__PROBLEM TO SOLVE__. Repeat each of the records below word for word, with no changes.
>> Start DATA LISTING
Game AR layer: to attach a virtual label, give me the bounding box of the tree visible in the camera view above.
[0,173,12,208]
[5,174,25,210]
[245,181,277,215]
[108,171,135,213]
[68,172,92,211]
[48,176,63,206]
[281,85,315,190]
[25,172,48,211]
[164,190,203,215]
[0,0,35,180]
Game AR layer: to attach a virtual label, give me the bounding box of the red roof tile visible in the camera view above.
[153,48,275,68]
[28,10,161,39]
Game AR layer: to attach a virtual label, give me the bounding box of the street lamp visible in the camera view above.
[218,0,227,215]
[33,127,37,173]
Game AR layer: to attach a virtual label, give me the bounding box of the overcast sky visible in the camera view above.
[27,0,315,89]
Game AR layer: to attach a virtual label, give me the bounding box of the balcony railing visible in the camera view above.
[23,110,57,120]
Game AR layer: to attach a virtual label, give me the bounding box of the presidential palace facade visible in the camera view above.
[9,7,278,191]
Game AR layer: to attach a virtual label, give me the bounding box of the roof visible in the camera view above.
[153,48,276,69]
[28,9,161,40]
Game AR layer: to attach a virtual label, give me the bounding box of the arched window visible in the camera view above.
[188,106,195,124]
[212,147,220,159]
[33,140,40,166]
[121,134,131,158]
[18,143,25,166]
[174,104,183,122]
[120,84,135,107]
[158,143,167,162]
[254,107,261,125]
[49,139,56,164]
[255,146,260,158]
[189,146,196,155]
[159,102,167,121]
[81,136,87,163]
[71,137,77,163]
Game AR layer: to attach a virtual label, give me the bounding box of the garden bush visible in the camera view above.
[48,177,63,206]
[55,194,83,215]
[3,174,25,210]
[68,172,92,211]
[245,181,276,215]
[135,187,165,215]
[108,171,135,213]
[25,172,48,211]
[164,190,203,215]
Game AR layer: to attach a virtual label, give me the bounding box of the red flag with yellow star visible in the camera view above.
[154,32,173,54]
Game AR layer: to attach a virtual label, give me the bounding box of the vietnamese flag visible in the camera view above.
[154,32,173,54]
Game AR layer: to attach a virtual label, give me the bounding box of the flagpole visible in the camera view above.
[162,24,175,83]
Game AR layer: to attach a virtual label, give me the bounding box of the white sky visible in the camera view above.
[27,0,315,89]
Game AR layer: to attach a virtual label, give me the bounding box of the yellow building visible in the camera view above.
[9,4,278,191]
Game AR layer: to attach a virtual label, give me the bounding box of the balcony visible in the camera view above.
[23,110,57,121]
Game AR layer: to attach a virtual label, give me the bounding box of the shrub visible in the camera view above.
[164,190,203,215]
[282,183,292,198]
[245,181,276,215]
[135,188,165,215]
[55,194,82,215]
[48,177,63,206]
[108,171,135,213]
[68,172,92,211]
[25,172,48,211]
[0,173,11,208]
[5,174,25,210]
>> End DATA LISTING
__EXERCISE SOLUTION__.
Game AR layer: to attach a virtual label, give me the bounding box of the tree visible in the camera view above.
[0,173,12,208]
[5,174,25,210]
[245,181,277,215]
[108,171,135,213]
[68,172,92,211]
[48,176,63,206]
[281,85,315,190]
[25,172,48,211]
[164,190,203,215]
[0,0,35,180]
Game AR layer: to attach a virtual label, give me the bounding box of the red roof tile visible in the camera view above.
[153,48,275,68]
[28,10,161,39]
Game AR layer: to attach a virtual label, give me the bounding box of the street lamp visible in the camera view above.
[218,0,227,215]
[33,127,37,173]
Game AR layer: to attach a virtual label, give me the bounding box of the overcast sky visible in the camera view above.
[27,0,315,89]
Game AR layer: to attach a virtual label, give me the bounding box of the balcony railing visible in the camera view above.
[23,110,57,120]
Game AR layer: to attach a virtual label, give me the bounding box of the presidential palace facade visible in the camera view above.
[9,7,278,191]
Game AR layer: to attach a virtual label, give me the bounding box of the roof visible in the camera view above.
[153,48,276,69]
[28,9,161,40]
Game AR layer: to attach a virtual label, give me the bounding box of the arched window visible in the camera view above.
[188,106,195,124]
[212,147,220,159]
[33,140,40,166]
[121,134,131,158]
[18,143,25,166]
[174,104,183,122]
[120,84,135,107]
[158,143,167,162]
[254,107,261,125]
[49,139,56,164]
[255,146,260,158]
[189,146,196,155]
[159,102,167,121]
[81,136,87,163]
[71,137,77,163]
Game AR layer: to attach a virtual label, give me the bounding box of the garden bush visible in the camera view above.
[48,177,63,206]
[55,194,83,215]
[3,174,25,210]
[68,172,92,211]
[245,181,276,215]
[135,187,165,215]
[108,171,135,213]
[25,172,48,211]
[164,190,203,215]
Game AR layer: to attach a virtual label, give me the bounding box of the red flag with yellow star visible in the camera view above.
[154,32,173,54]
Game AR layer: to attach a virtual label, give me the bounding box of the vietnamese flag visible in the camera view above.
[154,32,173,54]
Game AR layer: to attach a virtual label, give me the bounding box of the flagpole visible in the camera view above.
[162,24,175,83]
Game AR layer: to attach a virtual label, give me the bounding box of the white sky visible in the camera view above.
[27,0,315,89]
Game AR layer: to attach a virtual label, give me the bounding box of the yellow building visible in the camera view above.
[9,4,278,191]
Game AR layer: to attach a virtual label, give me the bounding box of the balcony visible in the camera view above.
[23,110,57,121]
Game AR layer: to attach a virtual label, give me the bounding box of the shrub visible in the camera view above.
[164,190,203,215]
[282,183,292,198]
[245,181,276,215]
[135,188,165,215]
[55,194,82,215]
[48,177,63,206]
[108,171,135,213]
[68,172,92,211]
[25,172,48,211]
[0,173,11,208]
[5,174,25,210]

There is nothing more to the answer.